*** Exercise inputs Section Begins ***
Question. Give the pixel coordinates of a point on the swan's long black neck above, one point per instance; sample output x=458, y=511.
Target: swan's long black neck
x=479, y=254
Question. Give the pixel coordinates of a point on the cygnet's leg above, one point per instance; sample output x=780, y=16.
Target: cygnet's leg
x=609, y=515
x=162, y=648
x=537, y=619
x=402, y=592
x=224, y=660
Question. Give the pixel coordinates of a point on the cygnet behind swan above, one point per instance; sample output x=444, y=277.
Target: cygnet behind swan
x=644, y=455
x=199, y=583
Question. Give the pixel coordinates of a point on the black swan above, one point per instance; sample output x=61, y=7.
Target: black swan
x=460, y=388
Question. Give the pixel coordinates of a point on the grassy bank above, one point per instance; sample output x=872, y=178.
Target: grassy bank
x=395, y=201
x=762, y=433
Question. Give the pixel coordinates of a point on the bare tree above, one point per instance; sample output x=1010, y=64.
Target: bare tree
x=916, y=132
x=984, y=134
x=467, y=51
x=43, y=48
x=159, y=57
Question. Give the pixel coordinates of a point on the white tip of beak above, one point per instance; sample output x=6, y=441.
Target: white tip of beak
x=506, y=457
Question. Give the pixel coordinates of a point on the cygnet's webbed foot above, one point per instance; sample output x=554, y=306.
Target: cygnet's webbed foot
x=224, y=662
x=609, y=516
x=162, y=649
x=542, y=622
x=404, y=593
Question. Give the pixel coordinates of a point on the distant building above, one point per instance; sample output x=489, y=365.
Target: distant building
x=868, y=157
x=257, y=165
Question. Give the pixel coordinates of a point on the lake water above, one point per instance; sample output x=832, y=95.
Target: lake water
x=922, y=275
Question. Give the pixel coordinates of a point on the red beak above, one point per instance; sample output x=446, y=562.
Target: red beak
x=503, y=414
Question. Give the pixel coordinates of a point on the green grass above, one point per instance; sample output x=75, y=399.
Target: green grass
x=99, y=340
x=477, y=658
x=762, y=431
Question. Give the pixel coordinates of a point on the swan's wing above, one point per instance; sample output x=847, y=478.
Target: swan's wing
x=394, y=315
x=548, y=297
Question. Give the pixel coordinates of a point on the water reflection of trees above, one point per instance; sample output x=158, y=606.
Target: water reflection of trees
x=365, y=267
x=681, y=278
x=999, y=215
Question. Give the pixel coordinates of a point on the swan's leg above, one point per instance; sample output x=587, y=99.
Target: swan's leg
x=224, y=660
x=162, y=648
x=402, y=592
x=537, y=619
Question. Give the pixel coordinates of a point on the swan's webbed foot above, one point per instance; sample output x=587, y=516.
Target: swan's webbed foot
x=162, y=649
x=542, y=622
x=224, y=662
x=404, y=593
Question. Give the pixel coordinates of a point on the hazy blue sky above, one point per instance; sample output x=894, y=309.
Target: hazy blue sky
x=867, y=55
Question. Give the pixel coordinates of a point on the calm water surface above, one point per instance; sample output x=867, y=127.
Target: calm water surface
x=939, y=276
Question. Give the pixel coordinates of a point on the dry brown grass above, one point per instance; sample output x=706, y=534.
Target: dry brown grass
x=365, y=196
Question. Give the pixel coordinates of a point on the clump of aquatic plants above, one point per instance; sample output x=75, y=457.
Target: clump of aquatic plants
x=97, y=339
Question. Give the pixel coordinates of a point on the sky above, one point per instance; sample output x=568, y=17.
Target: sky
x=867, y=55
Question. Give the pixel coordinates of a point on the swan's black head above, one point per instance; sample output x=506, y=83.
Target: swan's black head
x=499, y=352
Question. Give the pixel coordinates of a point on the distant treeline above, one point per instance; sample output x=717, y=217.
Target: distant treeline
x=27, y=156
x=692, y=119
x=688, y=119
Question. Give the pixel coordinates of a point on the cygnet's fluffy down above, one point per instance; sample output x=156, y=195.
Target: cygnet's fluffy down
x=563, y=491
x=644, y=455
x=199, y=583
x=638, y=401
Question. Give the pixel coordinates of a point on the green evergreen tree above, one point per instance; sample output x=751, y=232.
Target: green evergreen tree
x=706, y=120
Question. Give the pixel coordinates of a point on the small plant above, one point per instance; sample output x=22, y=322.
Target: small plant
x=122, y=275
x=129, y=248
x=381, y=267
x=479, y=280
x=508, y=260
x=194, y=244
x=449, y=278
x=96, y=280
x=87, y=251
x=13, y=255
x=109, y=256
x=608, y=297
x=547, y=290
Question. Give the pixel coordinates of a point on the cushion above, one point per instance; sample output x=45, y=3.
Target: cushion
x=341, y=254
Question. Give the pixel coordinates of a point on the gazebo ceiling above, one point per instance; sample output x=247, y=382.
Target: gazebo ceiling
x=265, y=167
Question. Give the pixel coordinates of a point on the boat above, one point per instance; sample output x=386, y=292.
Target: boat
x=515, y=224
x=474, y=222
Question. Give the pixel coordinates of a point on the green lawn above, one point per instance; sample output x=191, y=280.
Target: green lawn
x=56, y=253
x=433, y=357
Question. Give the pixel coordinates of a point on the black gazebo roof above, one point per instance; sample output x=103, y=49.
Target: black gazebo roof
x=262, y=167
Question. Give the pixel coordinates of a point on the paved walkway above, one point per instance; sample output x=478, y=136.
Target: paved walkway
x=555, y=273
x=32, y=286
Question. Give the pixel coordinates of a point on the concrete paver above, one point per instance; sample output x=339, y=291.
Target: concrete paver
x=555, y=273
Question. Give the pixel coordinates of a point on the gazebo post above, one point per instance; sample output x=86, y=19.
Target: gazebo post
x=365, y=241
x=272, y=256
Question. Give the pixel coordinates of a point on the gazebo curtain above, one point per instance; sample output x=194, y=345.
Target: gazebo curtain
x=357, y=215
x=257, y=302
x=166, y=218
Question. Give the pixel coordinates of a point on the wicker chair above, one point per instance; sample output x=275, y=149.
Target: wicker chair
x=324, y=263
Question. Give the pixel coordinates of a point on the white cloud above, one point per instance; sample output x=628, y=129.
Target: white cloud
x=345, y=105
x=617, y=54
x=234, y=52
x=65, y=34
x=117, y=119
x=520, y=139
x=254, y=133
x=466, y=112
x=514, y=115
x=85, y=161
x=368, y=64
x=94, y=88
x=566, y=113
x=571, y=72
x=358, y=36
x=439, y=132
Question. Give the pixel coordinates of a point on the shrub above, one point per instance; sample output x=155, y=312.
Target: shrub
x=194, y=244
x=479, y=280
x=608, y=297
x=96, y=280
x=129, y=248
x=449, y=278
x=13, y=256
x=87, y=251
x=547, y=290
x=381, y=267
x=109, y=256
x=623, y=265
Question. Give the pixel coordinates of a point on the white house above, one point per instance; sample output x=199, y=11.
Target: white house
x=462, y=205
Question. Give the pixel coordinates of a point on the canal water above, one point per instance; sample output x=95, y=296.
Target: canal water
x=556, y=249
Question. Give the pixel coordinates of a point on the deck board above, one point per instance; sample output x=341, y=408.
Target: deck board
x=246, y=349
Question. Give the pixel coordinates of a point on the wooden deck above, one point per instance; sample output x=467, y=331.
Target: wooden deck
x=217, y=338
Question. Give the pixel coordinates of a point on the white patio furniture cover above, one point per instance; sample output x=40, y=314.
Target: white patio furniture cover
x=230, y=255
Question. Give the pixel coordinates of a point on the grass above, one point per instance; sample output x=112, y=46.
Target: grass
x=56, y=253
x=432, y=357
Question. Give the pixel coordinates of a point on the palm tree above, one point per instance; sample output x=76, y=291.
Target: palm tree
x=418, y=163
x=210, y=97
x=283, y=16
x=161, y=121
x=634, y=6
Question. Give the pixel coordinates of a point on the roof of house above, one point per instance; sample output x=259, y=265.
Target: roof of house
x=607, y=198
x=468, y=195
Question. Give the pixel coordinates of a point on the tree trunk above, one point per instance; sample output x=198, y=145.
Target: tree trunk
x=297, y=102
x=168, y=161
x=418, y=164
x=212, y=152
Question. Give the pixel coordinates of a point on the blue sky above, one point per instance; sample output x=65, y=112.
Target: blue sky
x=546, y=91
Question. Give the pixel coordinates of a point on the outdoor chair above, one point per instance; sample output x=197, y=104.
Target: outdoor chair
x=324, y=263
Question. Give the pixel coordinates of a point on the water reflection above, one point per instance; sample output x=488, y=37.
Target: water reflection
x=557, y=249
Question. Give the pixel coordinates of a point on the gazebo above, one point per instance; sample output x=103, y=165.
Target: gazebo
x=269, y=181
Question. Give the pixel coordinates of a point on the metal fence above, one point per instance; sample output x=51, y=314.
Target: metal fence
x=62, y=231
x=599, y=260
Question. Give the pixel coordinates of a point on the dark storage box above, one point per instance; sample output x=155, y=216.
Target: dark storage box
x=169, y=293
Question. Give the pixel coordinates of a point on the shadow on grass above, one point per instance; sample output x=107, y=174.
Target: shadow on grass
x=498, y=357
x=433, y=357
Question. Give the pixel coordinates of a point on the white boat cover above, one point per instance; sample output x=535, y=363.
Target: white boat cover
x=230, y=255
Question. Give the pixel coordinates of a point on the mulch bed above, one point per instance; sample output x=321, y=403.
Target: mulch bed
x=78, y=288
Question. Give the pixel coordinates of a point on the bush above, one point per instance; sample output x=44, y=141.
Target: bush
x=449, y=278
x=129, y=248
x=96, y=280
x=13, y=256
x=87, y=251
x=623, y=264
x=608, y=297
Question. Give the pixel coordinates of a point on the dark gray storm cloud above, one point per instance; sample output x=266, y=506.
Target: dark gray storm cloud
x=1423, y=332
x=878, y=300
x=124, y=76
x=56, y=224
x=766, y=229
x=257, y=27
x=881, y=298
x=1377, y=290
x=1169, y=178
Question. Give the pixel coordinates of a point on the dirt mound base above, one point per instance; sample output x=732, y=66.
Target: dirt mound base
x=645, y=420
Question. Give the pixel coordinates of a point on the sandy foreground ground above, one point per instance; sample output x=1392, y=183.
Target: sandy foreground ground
*** Exercise inputs Section Ends ***
- Work request -
Return only the lines between the one holding "output x=587, y=516." and the one holding "Question. Give the pixel coordinates of a point on the calm", inclusive, exactly as they appear above.

- Problem solution -
Question. Give the pixel coordinates of a point on the swan's webbed foot above, one point per instance; sample output x=587, y=516.
Target: swan's webbed foot
x=162, y=649
x=542, y=622
x=224, y=662
x=404, y=593
Question. Give the pixel coordinates of a point on the hazy blue sky above, one point per instance; sample output x=894, y=309.
Target: hazy blue sky
x=867, y=55
Question. Give the pixel coordinates of a point on the calm water surface above, one point per instance; sample output x=867, y=127.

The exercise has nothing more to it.